Saved entries:
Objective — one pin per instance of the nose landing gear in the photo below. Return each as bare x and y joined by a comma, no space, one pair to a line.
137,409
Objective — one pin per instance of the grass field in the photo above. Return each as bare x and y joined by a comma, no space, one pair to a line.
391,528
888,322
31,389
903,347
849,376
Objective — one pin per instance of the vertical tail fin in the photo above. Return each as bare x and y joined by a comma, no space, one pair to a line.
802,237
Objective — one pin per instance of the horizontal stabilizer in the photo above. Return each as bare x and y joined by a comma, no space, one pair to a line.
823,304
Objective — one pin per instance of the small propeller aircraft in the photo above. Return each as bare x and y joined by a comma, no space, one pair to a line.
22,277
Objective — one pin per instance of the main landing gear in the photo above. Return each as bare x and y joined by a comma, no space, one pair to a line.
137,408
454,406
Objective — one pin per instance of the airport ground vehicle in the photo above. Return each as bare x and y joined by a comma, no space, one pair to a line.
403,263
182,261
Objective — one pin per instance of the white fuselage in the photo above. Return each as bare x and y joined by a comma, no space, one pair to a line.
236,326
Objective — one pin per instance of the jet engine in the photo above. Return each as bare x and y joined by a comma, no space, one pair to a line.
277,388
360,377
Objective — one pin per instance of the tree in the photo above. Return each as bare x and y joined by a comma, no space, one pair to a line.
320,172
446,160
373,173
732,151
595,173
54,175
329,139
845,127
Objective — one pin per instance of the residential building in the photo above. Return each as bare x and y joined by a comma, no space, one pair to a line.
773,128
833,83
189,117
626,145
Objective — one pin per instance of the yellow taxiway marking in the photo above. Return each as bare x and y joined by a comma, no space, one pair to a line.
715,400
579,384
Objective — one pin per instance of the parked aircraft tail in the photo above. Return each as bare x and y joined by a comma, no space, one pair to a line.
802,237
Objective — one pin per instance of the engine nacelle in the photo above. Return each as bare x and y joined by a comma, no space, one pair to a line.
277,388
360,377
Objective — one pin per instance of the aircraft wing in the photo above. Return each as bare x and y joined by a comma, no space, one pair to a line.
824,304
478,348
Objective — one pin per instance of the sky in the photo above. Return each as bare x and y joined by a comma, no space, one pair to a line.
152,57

▶ [Prompt] After locating the line that holds "Objective — one pin per instance of the engine", print it and each line after it through the end of the data, exactly as it stands.

▶ [Written solution]
Objective — one pin per instance of the engine nacelle in the photo above. Return each as bare x and y joined by a comma, no space, one pair to a line.
277,388
360,377
Objective — one pin per instance of the aircraft wing in the photo above. Return each as bare x and y joined by a comma, no space, one pair to a line.
824,304
478,348
Objective — one pin per instance of the sky in the photo above. Return each as bare x and y joined by a comma, no space, one pair to a line.
152,57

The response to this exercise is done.